EXERCISE OBJECTIVE >> Return each line of the data below that contains the string "positive".

*** LISTED RECORDS Section Begins ***

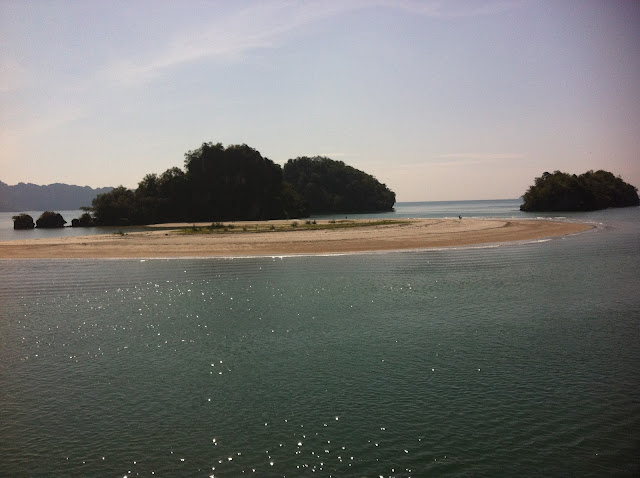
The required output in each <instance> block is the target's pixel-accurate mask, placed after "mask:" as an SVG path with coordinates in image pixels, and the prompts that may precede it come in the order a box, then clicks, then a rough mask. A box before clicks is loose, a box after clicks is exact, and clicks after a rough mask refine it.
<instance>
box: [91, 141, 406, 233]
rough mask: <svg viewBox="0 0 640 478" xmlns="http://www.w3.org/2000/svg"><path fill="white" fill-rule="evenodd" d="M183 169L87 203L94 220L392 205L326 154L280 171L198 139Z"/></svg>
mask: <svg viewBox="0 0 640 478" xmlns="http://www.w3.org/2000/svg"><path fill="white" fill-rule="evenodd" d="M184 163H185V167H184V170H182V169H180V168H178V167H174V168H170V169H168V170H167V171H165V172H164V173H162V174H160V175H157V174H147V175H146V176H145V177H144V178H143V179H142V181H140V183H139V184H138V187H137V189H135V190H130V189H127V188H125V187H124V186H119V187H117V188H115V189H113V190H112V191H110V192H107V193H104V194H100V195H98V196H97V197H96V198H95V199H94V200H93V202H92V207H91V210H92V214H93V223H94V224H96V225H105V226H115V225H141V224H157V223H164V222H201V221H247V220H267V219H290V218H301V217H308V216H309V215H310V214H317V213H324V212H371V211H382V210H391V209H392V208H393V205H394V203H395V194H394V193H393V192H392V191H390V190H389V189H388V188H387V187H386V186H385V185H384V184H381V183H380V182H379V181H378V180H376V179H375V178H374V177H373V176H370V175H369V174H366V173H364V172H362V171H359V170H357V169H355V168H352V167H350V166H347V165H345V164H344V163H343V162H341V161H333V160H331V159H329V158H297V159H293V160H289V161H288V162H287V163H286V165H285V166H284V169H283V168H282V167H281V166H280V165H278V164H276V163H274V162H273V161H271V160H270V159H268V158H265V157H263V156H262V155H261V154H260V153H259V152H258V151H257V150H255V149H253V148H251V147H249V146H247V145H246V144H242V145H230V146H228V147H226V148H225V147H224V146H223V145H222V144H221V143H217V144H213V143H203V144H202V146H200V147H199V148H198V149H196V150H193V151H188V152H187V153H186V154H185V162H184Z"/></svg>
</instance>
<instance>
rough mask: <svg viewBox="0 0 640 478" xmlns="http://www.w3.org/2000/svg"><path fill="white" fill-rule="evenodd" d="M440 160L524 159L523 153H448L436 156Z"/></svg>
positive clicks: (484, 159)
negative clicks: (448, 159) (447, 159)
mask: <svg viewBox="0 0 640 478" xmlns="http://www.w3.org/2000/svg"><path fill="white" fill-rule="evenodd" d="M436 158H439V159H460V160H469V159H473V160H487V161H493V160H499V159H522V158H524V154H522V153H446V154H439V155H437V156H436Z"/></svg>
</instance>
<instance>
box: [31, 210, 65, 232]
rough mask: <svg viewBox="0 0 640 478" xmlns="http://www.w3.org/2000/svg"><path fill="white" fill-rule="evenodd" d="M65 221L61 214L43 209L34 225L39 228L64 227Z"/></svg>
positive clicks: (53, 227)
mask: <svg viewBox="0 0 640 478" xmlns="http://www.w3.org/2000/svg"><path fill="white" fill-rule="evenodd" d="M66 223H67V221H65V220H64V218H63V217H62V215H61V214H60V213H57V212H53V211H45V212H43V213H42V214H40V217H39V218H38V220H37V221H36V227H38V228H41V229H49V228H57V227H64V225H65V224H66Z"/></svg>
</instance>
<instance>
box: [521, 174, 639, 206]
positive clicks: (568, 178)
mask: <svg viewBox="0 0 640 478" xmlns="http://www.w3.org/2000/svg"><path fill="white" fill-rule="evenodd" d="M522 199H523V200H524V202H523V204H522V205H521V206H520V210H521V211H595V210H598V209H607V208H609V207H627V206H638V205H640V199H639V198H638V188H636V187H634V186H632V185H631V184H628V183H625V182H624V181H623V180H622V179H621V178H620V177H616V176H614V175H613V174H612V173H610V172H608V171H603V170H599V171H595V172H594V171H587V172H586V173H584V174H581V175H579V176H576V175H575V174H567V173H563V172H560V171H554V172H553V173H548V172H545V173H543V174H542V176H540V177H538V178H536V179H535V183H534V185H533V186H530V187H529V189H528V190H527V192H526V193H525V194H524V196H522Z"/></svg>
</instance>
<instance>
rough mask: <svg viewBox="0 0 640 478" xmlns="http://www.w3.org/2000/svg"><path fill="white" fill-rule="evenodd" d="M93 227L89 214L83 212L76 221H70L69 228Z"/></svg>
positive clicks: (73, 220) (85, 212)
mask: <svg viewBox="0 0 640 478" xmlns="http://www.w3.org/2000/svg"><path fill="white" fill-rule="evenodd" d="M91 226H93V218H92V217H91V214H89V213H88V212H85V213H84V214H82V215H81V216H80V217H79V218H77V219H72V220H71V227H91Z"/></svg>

*** LISTED RECORDS Section Ends ***
*** LISTED RECORDS Section Begins ***

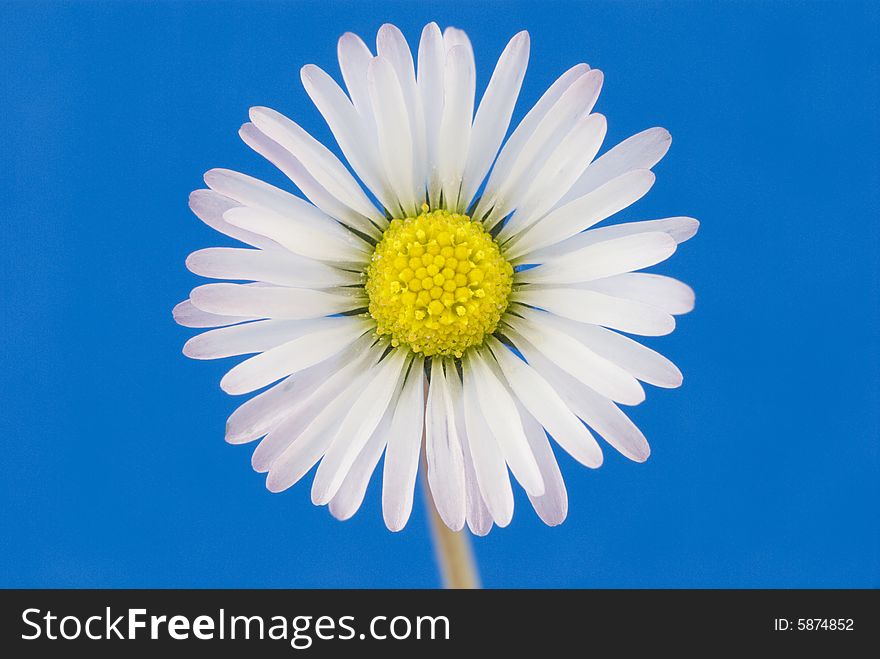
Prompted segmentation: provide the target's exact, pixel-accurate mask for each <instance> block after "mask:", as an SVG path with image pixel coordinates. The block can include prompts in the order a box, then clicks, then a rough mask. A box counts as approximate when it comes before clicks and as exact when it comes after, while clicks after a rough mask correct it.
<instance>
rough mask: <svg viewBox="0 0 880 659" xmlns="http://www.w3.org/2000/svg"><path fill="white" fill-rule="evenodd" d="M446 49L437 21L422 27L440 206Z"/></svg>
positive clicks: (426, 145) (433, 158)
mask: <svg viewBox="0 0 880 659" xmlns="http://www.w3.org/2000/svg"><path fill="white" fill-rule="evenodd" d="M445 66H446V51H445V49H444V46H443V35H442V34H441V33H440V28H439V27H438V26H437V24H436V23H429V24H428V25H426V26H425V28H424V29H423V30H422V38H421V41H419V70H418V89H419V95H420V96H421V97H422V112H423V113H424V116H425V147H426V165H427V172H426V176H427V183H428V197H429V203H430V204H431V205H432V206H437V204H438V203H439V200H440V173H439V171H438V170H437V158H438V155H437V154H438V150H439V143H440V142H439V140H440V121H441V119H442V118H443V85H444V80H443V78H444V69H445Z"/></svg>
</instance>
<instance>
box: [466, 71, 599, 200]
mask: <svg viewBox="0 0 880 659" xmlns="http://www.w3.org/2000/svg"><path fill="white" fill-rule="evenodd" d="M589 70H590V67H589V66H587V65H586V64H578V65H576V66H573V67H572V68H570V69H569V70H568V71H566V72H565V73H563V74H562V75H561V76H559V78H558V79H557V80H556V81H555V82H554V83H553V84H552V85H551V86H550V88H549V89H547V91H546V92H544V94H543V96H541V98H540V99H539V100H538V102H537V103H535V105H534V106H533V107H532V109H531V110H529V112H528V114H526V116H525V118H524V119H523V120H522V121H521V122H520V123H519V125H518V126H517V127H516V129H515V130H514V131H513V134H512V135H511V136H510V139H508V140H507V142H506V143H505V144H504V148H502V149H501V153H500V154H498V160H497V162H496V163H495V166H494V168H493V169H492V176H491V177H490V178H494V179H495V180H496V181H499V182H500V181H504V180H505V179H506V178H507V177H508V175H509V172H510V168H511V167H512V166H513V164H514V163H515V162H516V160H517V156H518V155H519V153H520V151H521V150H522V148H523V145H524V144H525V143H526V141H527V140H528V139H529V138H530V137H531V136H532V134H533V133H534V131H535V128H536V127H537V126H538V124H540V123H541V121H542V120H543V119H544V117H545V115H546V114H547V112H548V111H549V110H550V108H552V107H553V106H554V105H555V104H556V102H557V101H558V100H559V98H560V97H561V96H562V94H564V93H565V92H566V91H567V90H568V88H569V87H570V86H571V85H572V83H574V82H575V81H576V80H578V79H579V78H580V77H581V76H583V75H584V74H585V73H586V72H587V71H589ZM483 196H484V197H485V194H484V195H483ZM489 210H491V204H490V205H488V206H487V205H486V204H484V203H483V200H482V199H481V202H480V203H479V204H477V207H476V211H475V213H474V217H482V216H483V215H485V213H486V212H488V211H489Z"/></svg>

*** LISTED RECORDS Section Ends ***
*** LISTED RECORDS Section Begins ***

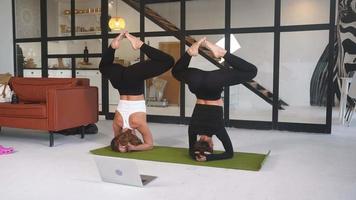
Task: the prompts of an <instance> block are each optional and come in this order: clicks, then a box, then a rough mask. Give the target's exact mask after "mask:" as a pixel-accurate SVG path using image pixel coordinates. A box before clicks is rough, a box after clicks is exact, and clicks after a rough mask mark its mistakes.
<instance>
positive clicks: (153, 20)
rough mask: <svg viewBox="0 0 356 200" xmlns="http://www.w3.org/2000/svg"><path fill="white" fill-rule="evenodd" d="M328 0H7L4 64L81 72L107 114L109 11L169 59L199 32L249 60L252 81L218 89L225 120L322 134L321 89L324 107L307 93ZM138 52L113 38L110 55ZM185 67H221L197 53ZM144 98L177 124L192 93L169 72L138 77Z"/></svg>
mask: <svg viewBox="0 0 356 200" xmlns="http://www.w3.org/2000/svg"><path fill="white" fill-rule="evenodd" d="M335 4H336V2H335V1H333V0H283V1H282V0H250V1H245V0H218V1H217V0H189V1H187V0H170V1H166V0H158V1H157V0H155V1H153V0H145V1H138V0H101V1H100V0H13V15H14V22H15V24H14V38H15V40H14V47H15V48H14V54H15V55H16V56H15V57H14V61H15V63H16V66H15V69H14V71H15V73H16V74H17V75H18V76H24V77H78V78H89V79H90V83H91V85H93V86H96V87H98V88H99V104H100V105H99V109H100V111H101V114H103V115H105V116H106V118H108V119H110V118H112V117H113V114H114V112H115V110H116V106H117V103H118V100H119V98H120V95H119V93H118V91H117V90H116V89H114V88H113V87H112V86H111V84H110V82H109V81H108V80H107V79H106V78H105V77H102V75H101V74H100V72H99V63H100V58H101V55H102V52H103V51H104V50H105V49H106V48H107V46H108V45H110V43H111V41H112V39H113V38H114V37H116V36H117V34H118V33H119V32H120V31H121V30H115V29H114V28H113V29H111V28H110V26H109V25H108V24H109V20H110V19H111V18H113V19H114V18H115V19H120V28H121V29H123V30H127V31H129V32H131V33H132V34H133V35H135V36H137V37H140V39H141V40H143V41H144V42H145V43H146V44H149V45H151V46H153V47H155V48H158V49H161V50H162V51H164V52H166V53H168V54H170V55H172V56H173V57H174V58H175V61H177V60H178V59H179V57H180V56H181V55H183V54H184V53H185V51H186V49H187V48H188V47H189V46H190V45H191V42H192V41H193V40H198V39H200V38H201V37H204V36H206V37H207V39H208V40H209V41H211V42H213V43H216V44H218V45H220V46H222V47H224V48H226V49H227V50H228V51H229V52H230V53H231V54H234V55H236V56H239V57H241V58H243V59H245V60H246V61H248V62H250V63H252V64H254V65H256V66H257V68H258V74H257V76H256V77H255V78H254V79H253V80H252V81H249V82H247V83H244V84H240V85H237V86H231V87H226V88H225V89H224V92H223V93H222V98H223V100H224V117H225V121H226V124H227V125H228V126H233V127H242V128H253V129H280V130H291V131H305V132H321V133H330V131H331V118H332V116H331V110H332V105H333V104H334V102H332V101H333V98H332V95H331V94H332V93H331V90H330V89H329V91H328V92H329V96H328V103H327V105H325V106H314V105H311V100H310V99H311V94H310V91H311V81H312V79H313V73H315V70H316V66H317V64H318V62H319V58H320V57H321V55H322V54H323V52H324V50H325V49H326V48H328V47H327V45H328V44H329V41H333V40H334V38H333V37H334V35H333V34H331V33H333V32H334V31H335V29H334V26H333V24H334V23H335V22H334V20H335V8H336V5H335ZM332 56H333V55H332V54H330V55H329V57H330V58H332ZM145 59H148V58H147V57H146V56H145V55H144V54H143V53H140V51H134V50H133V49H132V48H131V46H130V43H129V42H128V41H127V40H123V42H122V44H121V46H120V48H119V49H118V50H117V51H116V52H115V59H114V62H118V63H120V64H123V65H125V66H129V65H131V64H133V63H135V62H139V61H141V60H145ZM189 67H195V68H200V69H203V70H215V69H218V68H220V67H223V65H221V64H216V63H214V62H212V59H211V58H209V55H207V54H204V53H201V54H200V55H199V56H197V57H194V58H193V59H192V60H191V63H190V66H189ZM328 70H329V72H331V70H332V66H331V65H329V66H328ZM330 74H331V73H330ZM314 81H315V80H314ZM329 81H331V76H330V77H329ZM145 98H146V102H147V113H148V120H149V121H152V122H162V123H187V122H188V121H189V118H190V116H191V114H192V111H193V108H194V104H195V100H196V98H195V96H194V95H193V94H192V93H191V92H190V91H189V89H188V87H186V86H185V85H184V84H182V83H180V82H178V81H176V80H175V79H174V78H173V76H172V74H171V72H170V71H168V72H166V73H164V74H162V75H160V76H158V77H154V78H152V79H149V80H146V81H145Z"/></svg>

*** LISTED RECORDS Section Ends ***

EXERCISE SOLUTION >>
positive clicks: (484, 159)
positive clicks: (53, 227)
positive clicks: (568, 178)
positive clicks: (73, 220) (85, 212)
positive clicks: (426, 145) (433, 158)
positive clicks: (153, 20)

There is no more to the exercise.